**PASSAGE TO READ**
A few years ago, I had a run of bad luck with paper rail tickets that would be rejected by automated ticket barriers, leading to the embarrassment of reversing out of line and then finding a ticket inspector to let me through. My luck seemed no better with hotel keys that would often not be recognised. Eventually, I worked out that it was my mobile phone (Blackberry) that had a strong permanent magnet on its case flap. This was used to trigger a Hall effect magnetic sensor device in the Blackberry to tell it that the case had closed.
The tickets and hotel room key cards used magnetic stripes that got wiped when the magnet in the Blackberry case was getting too close in my pocket. Two incompatible systems that had not been designed to coexist.
I was interested to hear recent reports of Apple devices affecting the operation of pacemakers. Similar to the Blackberry case including a magnet, the iPhone now includes permanent magnets to add useful features. Some magnets are in an arrangement to physically align charging cables with an inductive charging antenna for enhanced power transfer. Other devices such as Fitbit watches use magnets for the alignment of power cables to make physical connections.

**LIST OF TASKS**
1. According to the passage on phone magnets, why were the writer's paper rail tickets and hotel key cards failing to work?
2. Translate this sentence from the passage on phone magnets into Spanish: "Other devices such as Fitbit watches use magnets for the alignment of power cables to make physical connections."

**STUDY MATERIAL**
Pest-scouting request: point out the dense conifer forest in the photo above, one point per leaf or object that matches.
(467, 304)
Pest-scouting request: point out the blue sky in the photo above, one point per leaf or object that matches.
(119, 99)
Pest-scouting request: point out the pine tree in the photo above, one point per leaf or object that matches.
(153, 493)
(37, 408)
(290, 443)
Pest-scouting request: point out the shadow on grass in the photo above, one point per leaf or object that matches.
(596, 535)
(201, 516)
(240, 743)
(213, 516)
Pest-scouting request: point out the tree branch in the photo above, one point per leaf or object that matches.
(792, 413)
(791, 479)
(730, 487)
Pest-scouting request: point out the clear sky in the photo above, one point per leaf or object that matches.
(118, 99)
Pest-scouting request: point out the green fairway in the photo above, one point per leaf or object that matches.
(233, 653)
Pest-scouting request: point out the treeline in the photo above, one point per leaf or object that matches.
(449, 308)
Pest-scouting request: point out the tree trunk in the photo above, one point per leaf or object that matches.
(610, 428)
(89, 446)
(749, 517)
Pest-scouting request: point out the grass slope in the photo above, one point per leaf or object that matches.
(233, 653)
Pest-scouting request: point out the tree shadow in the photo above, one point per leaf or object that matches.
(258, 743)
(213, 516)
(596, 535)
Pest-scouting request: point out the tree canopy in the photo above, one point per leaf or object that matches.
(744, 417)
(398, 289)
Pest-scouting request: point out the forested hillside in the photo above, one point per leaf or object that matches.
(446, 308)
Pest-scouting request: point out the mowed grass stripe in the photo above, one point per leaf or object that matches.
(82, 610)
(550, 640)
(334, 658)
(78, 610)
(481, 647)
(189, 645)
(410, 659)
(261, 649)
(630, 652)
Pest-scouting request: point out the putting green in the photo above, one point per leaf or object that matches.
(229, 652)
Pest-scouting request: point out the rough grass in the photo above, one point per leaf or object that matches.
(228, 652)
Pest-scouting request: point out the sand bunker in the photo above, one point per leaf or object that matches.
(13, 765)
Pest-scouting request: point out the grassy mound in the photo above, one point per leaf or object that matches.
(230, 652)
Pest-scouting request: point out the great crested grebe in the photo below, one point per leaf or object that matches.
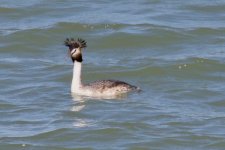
(98, 88)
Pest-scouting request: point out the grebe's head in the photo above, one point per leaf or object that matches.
(75, 48)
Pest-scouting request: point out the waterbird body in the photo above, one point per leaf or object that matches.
(100, 88)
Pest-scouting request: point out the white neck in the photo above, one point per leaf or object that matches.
(76, 81)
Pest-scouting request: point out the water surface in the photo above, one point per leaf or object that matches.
(173, 50)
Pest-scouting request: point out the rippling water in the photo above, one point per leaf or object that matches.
(173, 50)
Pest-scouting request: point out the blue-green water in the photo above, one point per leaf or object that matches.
(174, 50)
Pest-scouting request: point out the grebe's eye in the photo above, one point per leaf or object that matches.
(73, 51)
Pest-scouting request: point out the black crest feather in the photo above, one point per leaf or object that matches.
(71, 43)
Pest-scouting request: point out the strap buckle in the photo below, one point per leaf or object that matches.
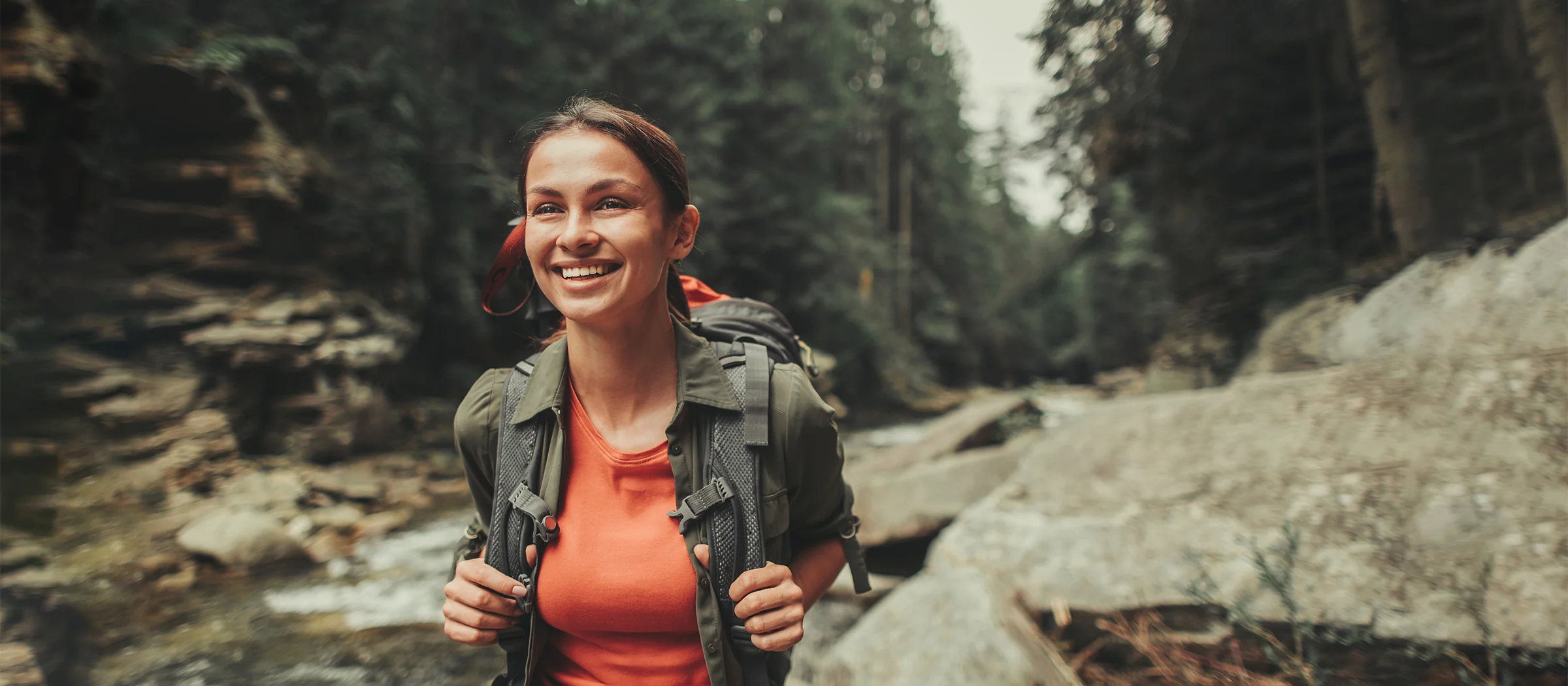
(852, 527)
(696, 505)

**ACTIVITY ANSWERS**
1. The tickets and key cards used magnetic stripes, which were being wiped when the strong permanent magnet on the flap of the writer's Blackberry case came too close to them in a pocket. The magnet served to trigger a Hall effect sensor that told the phone the case had closed.

2. Otros dispositivos, como los relojes Fitbit, utilizan imanes para alinear los cables de alimentación y establecer conexiones físicas.